_EXERCISE MATERIALS_:
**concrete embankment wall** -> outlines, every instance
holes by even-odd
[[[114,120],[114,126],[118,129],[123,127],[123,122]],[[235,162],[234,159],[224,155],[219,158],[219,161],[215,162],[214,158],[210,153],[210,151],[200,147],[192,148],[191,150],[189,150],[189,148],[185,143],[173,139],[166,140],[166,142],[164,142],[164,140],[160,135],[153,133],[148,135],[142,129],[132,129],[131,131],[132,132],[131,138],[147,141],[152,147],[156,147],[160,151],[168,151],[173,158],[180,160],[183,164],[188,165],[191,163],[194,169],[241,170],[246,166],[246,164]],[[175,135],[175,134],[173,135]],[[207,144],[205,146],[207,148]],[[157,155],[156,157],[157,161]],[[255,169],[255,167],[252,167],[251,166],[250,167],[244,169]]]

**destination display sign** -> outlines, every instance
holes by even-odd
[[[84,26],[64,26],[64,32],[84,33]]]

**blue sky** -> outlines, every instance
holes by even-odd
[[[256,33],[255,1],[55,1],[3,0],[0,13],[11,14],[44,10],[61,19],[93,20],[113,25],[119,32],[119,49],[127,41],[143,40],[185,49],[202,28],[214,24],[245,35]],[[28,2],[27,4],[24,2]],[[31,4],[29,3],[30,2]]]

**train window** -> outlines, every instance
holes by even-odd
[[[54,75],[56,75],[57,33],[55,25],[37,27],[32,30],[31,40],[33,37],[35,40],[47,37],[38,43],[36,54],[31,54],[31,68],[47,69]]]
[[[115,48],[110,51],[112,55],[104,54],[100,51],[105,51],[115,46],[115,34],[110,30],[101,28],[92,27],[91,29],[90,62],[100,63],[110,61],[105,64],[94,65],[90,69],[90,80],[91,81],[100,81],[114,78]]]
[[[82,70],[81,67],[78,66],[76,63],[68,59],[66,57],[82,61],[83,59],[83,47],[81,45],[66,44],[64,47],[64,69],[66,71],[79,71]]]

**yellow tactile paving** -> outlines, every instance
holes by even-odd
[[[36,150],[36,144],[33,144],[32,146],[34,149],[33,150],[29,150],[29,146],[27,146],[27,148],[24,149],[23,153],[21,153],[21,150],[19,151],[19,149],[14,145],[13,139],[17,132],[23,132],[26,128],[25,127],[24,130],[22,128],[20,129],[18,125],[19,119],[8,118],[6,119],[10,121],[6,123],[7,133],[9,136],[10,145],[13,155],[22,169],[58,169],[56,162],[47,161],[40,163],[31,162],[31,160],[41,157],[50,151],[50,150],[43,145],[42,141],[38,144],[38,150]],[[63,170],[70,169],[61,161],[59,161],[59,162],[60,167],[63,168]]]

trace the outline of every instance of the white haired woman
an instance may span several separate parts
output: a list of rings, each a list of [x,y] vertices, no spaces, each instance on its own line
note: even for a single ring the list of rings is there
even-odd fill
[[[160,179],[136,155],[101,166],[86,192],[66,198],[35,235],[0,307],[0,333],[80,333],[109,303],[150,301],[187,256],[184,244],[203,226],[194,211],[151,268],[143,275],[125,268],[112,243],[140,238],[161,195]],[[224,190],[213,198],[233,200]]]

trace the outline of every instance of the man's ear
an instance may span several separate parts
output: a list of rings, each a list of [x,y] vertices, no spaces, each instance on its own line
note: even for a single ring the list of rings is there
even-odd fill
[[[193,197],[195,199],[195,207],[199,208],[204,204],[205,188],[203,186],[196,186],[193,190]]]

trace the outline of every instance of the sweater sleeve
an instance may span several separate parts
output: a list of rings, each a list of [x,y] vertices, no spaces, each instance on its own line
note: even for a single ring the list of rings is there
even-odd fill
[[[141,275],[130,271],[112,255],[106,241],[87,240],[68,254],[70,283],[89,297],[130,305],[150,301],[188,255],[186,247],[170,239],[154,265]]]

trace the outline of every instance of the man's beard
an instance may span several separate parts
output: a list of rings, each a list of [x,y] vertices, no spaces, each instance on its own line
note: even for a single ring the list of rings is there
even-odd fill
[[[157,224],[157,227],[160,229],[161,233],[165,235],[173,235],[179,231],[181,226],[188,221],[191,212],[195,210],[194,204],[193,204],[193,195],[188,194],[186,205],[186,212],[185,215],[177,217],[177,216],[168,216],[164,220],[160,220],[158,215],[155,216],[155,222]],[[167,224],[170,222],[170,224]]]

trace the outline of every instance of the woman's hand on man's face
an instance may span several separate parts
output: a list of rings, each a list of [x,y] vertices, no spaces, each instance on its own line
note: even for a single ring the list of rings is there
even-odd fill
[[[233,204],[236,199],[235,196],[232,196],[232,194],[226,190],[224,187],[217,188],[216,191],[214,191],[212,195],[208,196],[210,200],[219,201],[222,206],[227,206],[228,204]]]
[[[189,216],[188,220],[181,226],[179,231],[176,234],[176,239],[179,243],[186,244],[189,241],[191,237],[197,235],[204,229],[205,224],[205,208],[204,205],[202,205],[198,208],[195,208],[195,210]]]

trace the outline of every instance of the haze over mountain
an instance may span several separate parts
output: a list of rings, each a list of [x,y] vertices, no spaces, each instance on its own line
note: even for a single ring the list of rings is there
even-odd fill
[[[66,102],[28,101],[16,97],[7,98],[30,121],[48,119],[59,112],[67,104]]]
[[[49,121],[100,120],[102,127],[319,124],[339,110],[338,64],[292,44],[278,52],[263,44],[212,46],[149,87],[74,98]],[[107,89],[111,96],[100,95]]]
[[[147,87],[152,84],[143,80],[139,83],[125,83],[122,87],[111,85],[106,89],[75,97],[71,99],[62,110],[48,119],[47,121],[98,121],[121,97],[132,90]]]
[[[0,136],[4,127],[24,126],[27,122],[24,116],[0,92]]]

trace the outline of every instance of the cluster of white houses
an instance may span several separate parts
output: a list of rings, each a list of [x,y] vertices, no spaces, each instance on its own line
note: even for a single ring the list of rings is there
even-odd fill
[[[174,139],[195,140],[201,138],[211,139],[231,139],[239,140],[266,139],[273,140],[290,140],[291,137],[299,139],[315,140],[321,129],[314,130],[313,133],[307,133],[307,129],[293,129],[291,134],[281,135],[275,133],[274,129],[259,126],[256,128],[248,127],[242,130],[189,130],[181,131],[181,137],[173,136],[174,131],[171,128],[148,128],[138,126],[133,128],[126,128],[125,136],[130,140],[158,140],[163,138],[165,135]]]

_WHAT TO DO_: Identify every line in the rows above that contains the string "outlines", and copy each one out in full; case counts.

_ANSWER TO THE EXERCISE_:
**concrete embankment wall** -> outlines, every instance
**destination display sign** -> outlines, every instance
**blue sky** -> outlines, every instance
**train window** -> outlines, every instance
**yellow tactile paving** -> outlines, every instance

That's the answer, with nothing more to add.